» **Instructions to follow**: Reproduce the following material word for word, keeping every line as it appears.

» **Material provided**:

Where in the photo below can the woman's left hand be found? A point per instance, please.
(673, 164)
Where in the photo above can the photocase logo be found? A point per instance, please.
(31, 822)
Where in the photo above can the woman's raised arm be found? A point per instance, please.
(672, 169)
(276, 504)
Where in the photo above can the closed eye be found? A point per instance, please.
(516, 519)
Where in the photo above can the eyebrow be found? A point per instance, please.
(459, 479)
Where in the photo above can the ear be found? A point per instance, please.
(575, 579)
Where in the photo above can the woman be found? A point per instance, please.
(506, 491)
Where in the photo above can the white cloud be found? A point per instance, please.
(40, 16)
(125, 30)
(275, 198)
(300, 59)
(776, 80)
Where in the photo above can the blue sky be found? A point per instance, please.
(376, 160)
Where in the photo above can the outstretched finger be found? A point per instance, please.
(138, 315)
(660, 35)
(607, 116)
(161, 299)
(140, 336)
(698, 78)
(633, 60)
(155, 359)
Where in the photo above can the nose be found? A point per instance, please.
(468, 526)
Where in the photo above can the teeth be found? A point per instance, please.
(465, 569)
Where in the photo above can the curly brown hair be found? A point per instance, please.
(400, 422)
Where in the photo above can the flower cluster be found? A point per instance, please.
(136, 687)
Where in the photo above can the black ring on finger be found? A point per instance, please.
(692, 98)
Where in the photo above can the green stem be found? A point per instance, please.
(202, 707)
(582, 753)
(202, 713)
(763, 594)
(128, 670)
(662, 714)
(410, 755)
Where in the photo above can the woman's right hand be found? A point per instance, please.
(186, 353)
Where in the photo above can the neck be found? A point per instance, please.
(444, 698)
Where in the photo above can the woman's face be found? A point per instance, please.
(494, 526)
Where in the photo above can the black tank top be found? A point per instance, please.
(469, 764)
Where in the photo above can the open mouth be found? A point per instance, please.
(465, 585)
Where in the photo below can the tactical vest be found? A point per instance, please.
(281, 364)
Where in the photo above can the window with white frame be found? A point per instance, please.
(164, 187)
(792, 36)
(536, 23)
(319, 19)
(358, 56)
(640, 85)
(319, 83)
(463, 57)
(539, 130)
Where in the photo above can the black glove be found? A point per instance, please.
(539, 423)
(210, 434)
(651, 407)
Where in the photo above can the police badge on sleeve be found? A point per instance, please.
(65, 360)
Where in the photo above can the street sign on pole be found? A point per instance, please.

» **Solved exercise**:
Where in the photo below can the woman's left hand be found? A point per instance, please.
(673, 164)
Where in the photo above can the photocase logo be found? A point per instance, please.
(31, 822)
Where in the photo above can the woman's raised arm be found? A point per instance, please.
(672, 169)
(276, 504)
Where in the photo above can the closed eye be found? A point per instance, please.
(516, 519)
Where in the photo above can the eyebrow be found? A point per instance, please.
(459, 479)
Where in the photo above can the ear be found? A point per instance, please.
(575, 579)
Where in the photo above can the woman be found? A point per instance, please.
(506, 491)
Where in the photo above can the white cloud be found? A point per instance, please.
(40, 16)
(125, 30)
(275, 198)
(300, 59)
(776, 80)
Where in the photo above can the blue sky be found? A point per instance, please.
(376, 160)
Where in the photo above can the outstretched finger be found? A point per instance, please.
(138, 315)
(660, 35)
(607, 116)
(161, 299)
(140, 336)
(698, 78)
(633, 60)
(155, 359)
Where in the photo above can the nose be found? A point per instance, please.
(468, 526)
Where in the photo above can the teeth be found? A point per instance, please.
(465, 569)
Where in the photo above can the curly brown hair be found? A point per instance, please.
(400, 422)
Where in the photo above can the flower cluster be found? A point per instance, please.
(136, 687)
Where in the photo above can the black ring on finger be found? A point per instance, please.
(692, 98)
Where in the photo above can the green stem be found? A point per instance, please.
(202, 707)
(582, 753)
(202, 713)
(763, 594)
(128, 670)
(662, 714)
(410, 755)
Where in the photo above can the woman's right hand be found? A point per instance, please.
(186, 353)
Where in the photo above can the neck be found? A point per instance, please.
(444, 698)
Where in the photo above can the woman's face be found? A point per instance, please.
(494, 526)
Where in the photo above can the black tank top be found? A point per instance, please.
(469, 764)
Where in the photo above can the open mouth be found? A point per instance, please.
(465, 585)
Where in the photo below can the tactical vest be found? A point per instance, please.
(281, 364)
Where in the photo above can the window with white frame be found? A point per instance, please.
(164, 187)
(792, 36)
(536, 23)
(319, 19)
(358, 56)
(640, 85)
(319, 83)
(463, 57)
(539, 130)
Where in the photo above can the black glove be found? A point per instance, please.
(539, 423)
(210, 434)
(651, 407)
Where in the photo above can the police badge on sleeve be found? A point per instance, please.
(65, 360)
Where in the photo above can the street sign on pole be found? A point per instance, please.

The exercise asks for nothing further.